TASK STATEMENT -
Reproduce the following passage on childhood obesity and characteristics at birth word for word.

For an explanation of the country abbreviations, see Table 1. As for country-specific analysis, the adjORs were estimated through multilevel logistic models with random effects for the primary sampling unit, while for the overall analysis, multilevel logistic models with random effects for countries were calculated. The models included the child ' s sex and age, maternal education and weight status, region of residence, the child ' s characteristics at birth (full-term birth; weight at birth) and breastfeeding in general/exclusive breastfeeding as covariates. The pooled model with general breastfeeding among the covariates was obtained including children from the following countries and age groups: 7-year-olds from Bulgaria, Czechia, Georgia, Latvia, Lithuania, Malta, Montenegro, Portugal, Spain and Turkmenistan; 8-year-olds from Albania, Croatia, France, Poland and Romania; and 9-year-olds from Kazakhstan. The pooled model with exclusive breastfeeding among the covariates was obtained including children from the following countries and age groups: 7-year-olds from Bulgaria, Georgia, Latvia, Lithuania, Portugal and Spain; 8-year-olds from Poland; and 9-year-olds from Kazakhstan.

Regarding the association between obesity and characteristics at birth, the pooled analysis revealed higher odds of being obese in case of preterm birth (adjOR: 1.50; 95% CI: 1.42–1.59). A low birth weight was associated with a lower risk of being obese (adjOR: 0.65; 95% CI: 0.60–0.71), while a high birth weight was associated with a slightly greater risk (adjOR: 1.09; 95% CI: 1.02–1.16).

INFORMATION SHOWN -

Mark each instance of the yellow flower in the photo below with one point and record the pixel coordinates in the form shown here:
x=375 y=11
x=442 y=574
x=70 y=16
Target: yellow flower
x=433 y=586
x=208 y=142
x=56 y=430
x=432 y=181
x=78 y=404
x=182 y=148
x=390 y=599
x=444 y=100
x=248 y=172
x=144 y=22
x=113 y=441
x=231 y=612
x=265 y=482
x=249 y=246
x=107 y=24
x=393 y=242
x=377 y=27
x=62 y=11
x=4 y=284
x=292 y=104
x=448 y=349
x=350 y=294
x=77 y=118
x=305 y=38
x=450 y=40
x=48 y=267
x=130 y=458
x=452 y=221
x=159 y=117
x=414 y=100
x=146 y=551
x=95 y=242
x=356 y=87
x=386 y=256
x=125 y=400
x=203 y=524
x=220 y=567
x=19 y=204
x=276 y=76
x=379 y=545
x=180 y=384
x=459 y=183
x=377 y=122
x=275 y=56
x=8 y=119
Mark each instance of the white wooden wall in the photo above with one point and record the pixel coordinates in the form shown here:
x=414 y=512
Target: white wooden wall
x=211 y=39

RESPONSE BELOW -
For an explanation of the country abbreviations, see Table 1. As for country-specific analysis, the adjORs were estimated through multilevel logistic models with random effects for the primary sampling unit, while for the overall analysis, multilevel logistic models with random effects for countries were calculated. The models included the child ' s sex and age, maternal education and weight status, region of residence, the child ' s characteristics at birth (full-term birth; weight at birth) and breastfeeding in general/exclusive breastfeeding as covariates. The pooled model with general breastfeeding among the covariates was obtained including children from the following countries and age groups: 7-year-olds from Bulgaria, Czechia, Georgia, Latvia, Lithuania, Malta, Montenegro, Portugal, Spain and Turkmenistan; 8-year-olds from Albania, Croatia, France, Poland and Romania; and 9-year-olds from Kazakhstan. The pooled model with exclusive breastfeeding among the covariates was obtained including children from the following countries and age groups: 7-year-olds from Bulgaria, Georgia, Latvia, Lithuania, Portugal and Spain; 8-year-olds from Poland; and 9-year-olds from Kazakhstan.

Regarding the association between obesity and characteristics at birth, the pooled analysis revealed higher odds of being obese in case of preterm birth (adjOR: 1.50; 95% CI: 1.42–1.59). A low birth weight was associated with a lower risk of being obese (adjOR: 0.65; 95% CI: 0.60–0.71), while a high birth weight was associated with a slightly greater risk (adjOR: 1.09; 95% CI: 1.02–1.16).